Location labeling records
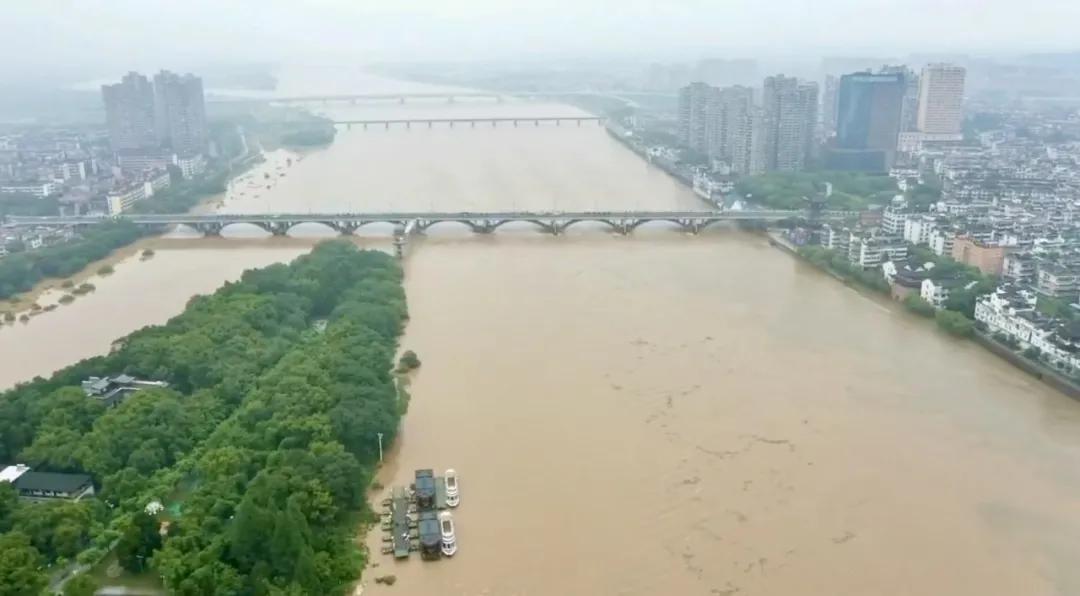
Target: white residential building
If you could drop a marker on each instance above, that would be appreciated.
(191, 166)
(918, 228)
(36, 189)
(941, 242)
(941, 100)
(892, 221)
(1012, 313)
(936, 292)
(121, 200)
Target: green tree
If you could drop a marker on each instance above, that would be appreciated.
(137, 543)
(81, 585)
(19, 566)
(9, 503)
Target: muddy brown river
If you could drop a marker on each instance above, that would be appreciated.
(659, 414)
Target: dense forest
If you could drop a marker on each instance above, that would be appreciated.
(21, 271)
(260, 448)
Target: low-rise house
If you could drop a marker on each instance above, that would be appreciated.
(986, 257)
(937, 292)
(112, 390)
(122, 199)
(44, 486)
(906, 279)
(1020, 268)
(918, 229)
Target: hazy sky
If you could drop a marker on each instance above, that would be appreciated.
(96, 36)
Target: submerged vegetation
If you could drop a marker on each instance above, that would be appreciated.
(21, 271)
(265, 439)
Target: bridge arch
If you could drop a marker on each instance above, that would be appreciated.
(218, 228)
(545, 226)
(682, 224)
(424, 225)
(616, 226)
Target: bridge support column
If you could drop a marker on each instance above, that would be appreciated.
(345, 228)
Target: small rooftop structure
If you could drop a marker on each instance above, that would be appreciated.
(11, 473)
(113, 390)
(50, 485)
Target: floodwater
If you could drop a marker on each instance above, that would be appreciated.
(659, 414)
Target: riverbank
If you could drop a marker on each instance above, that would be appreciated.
(672, 170)
(302, 337)
(1037, 369)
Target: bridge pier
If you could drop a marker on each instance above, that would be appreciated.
(210, 230)
(345, 228)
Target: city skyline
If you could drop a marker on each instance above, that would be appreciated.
(424, 29)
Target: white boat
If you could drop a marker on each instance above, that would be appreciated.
(453, 493)
(449, 540)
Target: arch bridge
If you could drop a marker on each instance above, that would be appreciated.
(405, 222)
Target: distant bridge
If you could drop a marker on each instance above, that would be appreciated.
(471, 121)
(355, 97)
(553, 222)
(448, 97)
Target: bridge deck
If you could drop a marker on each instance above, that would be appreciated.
(481, 119)
(416, 216)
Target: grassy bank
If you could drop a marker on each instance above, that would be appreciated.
(277, 385)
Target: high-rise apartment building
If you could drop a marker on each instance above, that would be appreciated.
(941, 100)
(868, 121)
(790, 112)
(180, 112)
(740, 124)
(129, 112)
(829, 100)
(909, 111)
(693, 108)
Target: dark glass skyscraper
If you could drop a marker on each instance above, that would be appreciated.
(129, 111)
(867, 121)
(180, 112)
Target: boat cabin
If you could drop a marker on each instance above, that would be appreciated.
(424, 489)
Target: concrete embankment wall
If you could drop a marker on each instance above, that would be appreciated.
(1036, 369)
(1053, 378)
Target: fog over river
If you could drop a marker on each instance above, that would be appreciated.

◆ **Task to carry out**: Write out the records above exactly as they appear, leaving out any pictures.

◆ **Complete answer**:
Target: white residential building
If you could drop a marker on each instance above, that would be appreciated.
(191, 166)
(918, 228)
(36, 189)
(941, 242)
(941, 100)
(892, 221)
(1012, 313)
(936, 292)
(121, 200)
Target: green tree
If you could drop a marker on each instance above, that would be appreciated.
(137, 543)
(81, 585)
(19, 566)
(9, 503)
Target: muddy brown river
If you could drop a marker on each instance above, that would be appreciated.
(659, 414)
Target: dense forest
If you could drop a marker on each instance above, that would be appreciated.
(21, 271)
(260, 448)
Target: low-rise house
If you could drop a marker on each instance above, that would be appreciated.
(986, 257)
(937, 292)
(112, 390)
(122, 199)
(44, 486)
(906, 279)
(1020, 268)
(918, 229)
Target: hazy sky
If you could drop a marker on each instance above, that would be appreciated.
(96, 36)
Target: submerged vegetation
If you could drop a marker on each instance above, that would be appreciated.
(21, 271)
(265, 439)
Target: bridge arch
If you could drop a marker on each instance above, that would be appreciated.
(218, 228)
(545, 226)
(682, 224)
(424, 225)
(616, 226)
Target: bridge support column
If you could drop a marker on each instance above, that would be appreciated.
(345, 228)
Target: small rooftop structure
If you could drop a marker on each instance above, that would be appreciated.
(11, 473)
(113, 390)
(50, 485)
Target: floodwater
If you could drop a marker on each instance above, that would be appreciated.
(659, 414)
Target: riverbank
If you could drop a marker on each instance above, that would be appreciated.
(672, 170)
(302, 337)
(1037, 369)
Target: bridge pier
If you could drop a marker on each instance above, that would be appreciated.
(210, 230)
(345, 228)
Target: city skyline
If you could drop a marker on each instance above, that would be appreciated.
(424, 29)
Target: white boat
If you could drop a marker on each instance above, that would be appreciated.
(453, 493)
(449, 540)
Target: arch bridge
If you could drop a marker on each instance above, that would be appreciated.
(405, 222)
Target: distant bridge
If you could drop a marker on each instance above, that would be appreciated.
(471, 121)
(355, 97)
(553, 222)
(448, 97)
Target: bridge deck
If you could drop a marker on each instance above, that would be appreciated.
(481, 119)
(416, 216)
Target: grassy bank
If you could drop a marker on each instance above, that would be appreciated.
(277, 385)
Target: high-rise apartment building
If you could drop a marker on each instance above, that would be appreciated.
(941, 100)
(868, 121)
(790, 112)
(180, 112)
(740, 124)
(129, 112)
(829, 100)
(909, 111)
(693, 108)
Target: dark glass skyscraper
If you could drop a marker on each instance above, that would be appreciated.
(129, 111)
(867, 121)
(180, 112)
Target: boat cabin
If you could drop a marker on each instance above, that would be appreciated.
(424, 489)
Target: concrete embankment wall
If you could drop a marker on each instance above, that would be appreciated.
(1036, 369)
(1053, 378)
Target: fog over river
If you could drop a marker on each instance above, that would be appreciated.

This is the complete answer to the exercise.